Records supplied:
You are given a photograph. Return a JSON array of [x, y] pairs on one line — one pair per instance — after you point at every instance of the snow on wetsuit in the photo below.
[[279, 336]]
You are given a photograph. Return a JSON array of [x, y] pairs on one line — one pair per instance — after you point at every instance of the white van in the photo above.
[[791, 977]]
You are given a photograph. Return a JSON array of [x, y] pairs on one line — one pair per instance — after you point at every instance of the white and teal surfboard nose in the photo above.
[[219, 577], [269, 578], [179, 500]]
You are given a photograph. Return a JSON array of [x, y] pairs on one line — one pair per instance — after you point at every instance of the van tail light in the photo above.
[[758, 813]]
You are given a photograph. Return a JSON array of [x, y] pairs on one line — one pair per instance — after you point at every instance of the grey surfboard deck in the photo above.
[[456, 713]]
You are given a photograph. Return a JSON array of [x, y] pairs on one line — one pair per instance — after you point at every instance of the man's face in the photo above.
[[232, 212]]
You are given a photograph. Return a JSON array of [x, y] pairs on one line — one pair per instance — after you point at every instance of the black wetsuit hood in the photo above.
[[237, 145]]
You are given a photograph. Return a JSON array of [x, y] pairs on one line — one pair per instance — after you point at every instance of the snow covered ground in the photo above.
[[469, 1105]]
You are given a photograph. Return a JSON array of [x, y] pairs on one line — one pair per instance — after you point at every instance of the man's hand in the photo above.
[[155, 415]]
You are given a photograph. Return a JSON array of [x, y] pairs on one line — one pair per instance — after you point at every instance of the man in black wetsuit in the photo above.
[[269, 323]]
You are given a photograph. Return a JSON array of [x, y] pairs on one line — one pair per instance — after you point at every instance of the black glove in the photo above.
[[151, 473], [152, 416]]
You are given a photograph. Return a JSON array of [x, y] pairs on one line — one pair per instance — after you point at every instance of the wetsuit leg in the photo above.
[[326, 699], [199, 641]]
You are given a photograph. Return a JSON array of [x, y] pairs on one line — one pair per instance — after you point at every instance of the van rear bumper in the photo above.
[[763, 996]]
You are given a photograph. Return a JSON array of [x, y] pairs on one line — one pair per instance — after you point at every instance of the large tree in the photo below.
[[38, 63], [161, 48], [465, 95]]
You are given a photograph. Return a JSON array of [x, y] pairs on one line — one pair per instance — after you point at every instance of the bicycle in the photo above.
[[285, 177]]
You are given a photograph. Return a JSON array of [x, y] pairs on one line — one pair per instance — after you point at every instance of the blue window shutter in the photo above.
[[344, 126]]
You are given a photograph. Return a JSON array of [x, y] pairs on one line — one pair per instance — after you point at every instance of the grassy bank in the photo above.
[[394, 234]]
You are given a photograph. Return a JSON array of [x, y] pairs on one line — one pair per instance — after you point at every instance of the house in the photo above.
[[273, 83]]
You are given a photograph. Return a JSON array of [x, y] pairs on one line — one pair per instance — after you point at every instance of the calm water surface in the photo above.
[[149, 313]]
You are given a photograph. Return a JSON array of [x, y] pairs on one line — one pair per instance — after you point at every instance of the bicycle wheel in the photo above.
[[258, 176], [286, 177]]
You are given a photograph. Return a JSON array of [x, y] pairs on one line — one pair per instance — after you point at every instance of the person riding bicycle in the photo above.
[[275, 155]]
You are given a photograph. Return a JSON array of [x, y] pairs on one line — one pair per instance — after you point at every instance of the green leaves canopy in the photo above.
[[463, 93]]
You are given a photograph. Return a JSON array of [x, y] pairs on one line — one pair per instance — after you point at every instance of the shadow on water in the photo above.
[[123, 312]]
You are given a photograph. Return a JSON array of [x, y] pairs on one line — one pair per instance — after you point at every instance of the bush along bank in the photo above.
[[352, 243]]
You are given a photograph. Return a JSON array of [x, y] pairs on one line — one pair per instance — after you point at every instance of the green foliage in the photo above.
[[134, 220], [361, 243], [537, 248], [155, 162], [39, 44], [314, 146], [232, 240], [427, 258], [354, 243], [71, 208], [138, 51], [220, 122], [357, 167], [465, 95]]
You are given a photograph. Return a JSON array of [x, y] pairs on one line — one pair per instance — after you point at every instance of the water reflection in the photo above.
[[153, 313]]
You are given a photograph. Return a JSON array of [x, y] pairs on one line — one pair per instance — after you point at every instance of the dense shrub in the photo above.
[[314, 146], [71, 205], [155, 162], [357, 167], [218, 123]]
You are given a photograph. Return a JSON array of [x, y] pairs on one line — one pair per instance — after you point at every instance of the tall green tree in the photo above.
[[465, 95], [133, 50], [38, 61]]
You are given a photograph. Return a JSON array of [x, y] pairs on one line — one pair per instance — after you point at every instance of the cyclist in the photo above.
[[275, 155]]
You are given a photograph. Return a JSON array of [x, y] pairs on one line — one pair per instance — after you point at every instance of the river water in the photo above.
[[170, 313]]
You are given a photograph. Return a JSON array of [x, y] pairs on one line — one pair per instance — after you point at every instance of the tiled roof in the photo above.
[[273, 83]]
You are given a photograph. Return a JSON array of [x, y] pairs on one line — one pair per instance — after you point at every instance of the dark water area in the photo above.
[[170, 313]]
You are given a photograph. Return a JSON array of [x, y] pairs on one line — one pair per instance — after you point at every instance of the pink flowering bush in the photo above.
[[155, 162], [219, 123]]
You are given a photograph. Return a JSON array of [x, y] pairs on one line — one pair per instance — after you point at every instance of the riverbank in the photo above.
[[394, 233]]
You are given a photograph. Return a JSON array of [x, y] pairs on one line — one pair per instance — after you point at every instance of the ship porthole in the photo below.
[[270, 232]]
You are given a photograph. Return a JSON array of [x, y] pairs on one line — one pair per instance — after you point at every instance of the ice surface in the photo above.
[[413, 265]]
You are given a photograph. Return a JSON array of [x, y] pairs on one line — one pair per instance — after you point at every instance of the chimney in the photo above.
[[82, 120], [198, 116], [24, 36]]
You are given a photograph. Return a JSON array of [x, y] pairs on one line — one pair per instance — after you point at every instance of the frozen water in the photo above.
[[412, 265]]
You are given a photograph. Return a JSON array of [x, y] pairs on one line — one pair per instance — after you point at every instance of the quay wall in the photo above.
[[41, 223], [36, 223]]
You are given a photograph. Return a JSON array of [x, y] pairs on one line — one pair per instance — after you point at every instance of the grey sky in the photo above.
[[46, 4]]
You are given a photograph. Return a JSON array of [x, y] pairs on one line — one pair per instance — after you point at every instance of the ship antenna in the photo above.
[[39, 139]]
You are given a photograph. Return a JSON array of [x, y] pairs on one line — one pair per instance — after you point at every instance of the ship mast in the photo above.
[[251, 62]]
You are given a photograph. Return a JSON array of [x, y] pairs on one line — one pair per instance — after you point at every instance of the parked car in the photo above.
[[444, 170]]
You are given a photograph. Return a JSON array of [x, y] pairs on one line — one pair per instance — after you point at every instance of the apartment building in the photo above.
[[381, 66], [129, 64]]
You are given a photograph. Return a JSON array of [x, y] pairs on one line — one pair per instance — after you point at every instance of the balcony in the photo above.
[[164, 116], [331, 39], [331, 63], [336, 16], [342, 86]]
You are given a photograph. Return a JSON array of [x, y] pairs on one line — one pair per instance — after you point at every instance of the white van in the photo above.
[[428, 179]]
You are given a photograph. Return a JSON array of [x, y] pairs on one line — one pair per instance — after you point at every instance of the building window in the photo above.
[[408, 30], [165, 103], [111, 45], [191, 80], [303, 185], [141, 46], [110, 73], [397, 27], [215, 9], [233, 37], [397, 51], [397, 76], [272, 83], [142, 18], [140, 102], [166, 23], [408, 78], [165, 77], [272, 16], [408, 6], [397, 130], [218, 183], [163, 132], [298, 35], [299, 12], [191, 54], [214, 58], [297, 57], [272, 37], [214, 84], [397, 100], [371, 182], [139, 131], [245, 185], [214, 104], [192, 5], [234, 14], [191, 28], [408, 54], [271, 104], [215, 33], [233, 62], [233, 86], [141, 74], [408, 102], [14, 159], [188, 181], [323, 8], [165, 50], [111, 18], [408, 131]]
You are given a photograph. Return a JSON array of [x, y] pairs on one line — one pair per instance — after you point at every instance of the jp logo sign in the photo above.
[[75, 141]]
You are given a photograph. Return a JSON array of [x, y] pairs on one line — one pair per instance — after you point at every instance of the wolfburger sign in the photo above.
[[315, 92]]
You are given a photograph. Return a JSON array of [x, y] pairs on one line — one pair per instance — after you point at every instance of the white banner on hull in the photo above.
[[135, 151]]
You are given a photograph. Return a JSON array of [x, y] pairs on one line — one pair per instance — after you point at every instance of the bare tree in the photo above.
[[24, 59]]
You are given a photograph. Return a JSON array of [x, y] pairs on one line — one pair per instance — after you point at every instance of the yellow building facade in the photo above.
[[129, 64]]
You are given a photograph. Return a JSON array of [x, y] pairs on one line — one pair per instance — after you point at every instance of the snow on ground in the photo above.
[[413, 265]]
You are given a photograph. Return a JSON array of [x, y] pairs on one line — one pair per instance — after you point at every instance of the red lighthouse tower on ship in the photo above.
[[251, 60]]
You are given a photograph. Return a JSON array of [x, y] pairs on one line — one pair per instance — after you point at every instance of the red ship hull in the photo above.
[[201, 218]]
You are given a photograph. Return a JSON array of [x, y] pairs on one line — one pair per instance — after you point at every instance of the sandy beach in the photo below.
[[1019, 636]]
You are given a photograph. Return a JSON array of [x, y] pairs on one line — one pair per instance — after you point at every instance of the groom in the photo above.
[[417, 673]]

Given request:
Retype the listing lines from the one containing "wall in the photo above." through the one containing "[[381, 66], [129, 64]]", inclusive.

Task answer:
You are given a photograph. Return a JSON array of [x, y] pairs on one line — one pair per instance — after you point at every instance of the quay wall in the photo above.
[[41, 223], [36, 223]]
You are given a photograph. Return a JSON array of [x, y] pairs on one line — one pair per instance — after you point at every instance of the grey sky in the photo above.
[[46, 4]]
You are given a photograph. Return a JSON array of [x, y] pairs on one line — one pair per instance — after you point at every instance of the ship antenna in the photo above.
[[39, 139]]
You are given a photograph. Return a JSON array of [x, y] pairs on one line — one pair per instance — after you point at every instance of the ship mast in the photo above.
[[251, 62]]
You are given a photograph. Return a JSON array of [x, y] pairs on one line — one pair per instance — after you point at every instance of the parked car in the photo above.
[[444, 170]]
You are given a photograph. Return a JSON array of [x, y] pairs on one line — one pair per instance — after you point at every instance of the apartment building in the photo above.
[[381, 66], [129, 64]]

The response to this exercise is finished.